_Selected excerpt_:
--- START ---
On the lighter side of things..I was supposed to go to a support group for parents who have lost babies on Monday. I was where I thought I was supposed to be but there was no one else there, empty parking lot, locked door the whole works...so I call the number on the sheet about the group and the lady I talked to (we have this hotline number for our medical group called nurse direct that answers medical questions, info on diseases, groups, etc) and she has no contact # to call and says that it sounds like I'm in the right place and it is definately the right day and time. Come to find out I needed to go the other clinic next door and they all were wondering were I was. The leader sent me a map in the packet with the photos and quilt, I feel so silly.

I had a tooth pulled yesterday to get ready for a bridge to be put in. I am going to get everything fixed with my teeth so there are no health obsticles when (if?) I get pregnant again. I wish I had all the test results back from tests my doc is going to run in a few weeks to check for everything from clotting disorders to genetic disorders to cover all the bases and make sure that it is just cervical incompetence (this always sounds to me like my cervix should be fired because it isn't doing a good job) that I have going on.

Mentally, really I am not crying as much but when the tears come they are just sobs that feel like I could split in too. I keep having heart palpitations which are freaking me out, my doc says I'm fine, it's just stress and grieving, blah, blah, blah. Still keep having thoughts of something happening to me like a bad car wreck and being okay with that (I know it's not okay) and just feeling kind of like a failure. I know I am not a failure but it feels like part of your identity as a woman is wrapped up in your ability to have a child. If anyone reads Phillapa Gregory books they now that if my history with pregnancy had happened then and if I was married to a king (Pain meds must be really working :D ) I'd have been thrown over for some young fertile thing.

What really makes me sad is that there are so many of us out there that have gone through the heartbreak of losing babies. It doesn't matter when you lose them they were yours and you love them. It would be nice if there was a switch you could turn off when it comes to greiving and pain instead of it lingering on and on.

Rambled enough....love and hugs to all and only the hopes of happy futures to those of us who have experienced losses.
Susie
I hope you are doing well and I think its great that you are taking time to take care of yourself and health issues. Good luck with all of that.
I too miss the little things that a baby brings and was happy to read your post about that - smelly bottles and adorables cooing. I am not as far removed from it as you as my two are 5 & 3. But it really goes so quickly... And they are just sweet. i am lucky to have 2 incredible little boys and I'm not sure how I would feel after this late miscarriage without them. It was devistating and for those who do not have children yet - I can't imagine how that feels. I'm not sure if I mentioned this already but a neighbor came to tell me her miscarriage stories after she heard about what happened with me. She is older and has 4 children (like 20's-30's). But after her 1st child was born she had 2 late miscarriages due to an incompetant cervix. She went on to have 3 more children with the cervix stitch (i'm not sure of the correct terminology). But I do hope that you continue to be hopeful...

Dawn
I hope that you are ok, I just have tears in my eyes reading your post and would not want to be where you are right now. It has only been 3 weeks since I miscarried at (what I thought was 17 weeks). The baby measured about 14 weeks. Reading your post has me rewinding to 3 weeks ago. I hope you are ok and I'll be thinking of you.
--- END ---
_Assigned task 1_:
From the forum posts on pregnancy loss, print the passage beginning at the words "I had a tooth" and stopping after the words "have going on.".
_Assigned task 2_:
Name every item the posts on pregnancy loss say the support group leader sent in the packet.
The entries that come after the text have nothing to do with it.

_Record excerpts_:
--- START ---
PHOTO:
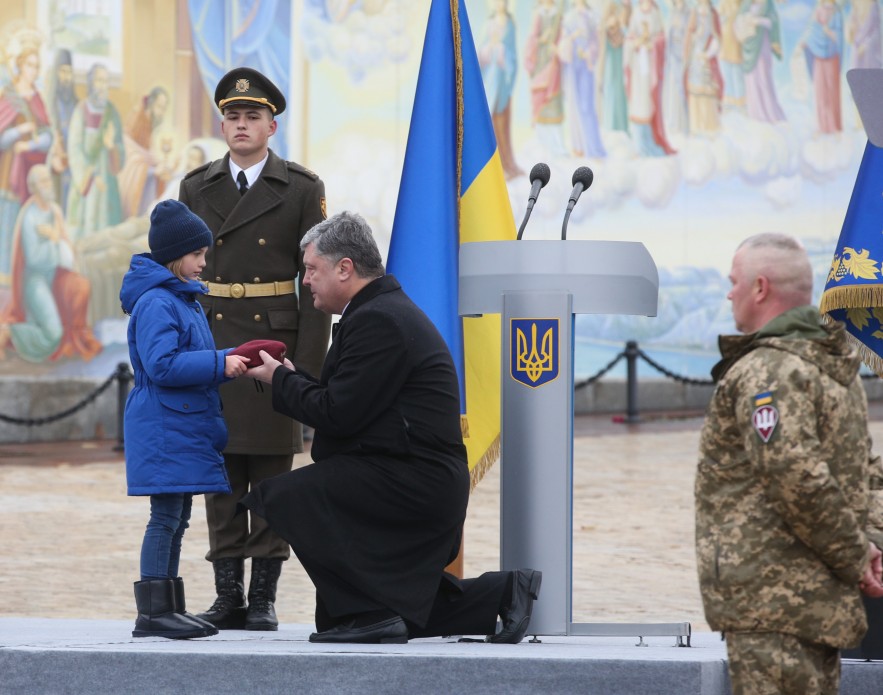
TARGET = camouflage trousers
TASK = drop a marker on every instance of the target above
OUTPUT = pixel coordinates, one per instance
(772, 663)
--- END ---
_Exercise response 1_:
I had a tooth pulled yesterday to get ready for a bridge to be put in. I am going to get everything fixed with my teeth so there are no health obsticles when (if?) I get pregnant again. I wish I had all the test results back from tests my doc is going to run in a few weeks to check for everything from clotting disorders to genetic disorders to cover all the bases and make sure that it is just cervical incompetence (this always sounds to me like my cervix should be fired because it isn't doing a good job) that I have going on.

_Exercise response 2_:
a map
photos
a quilt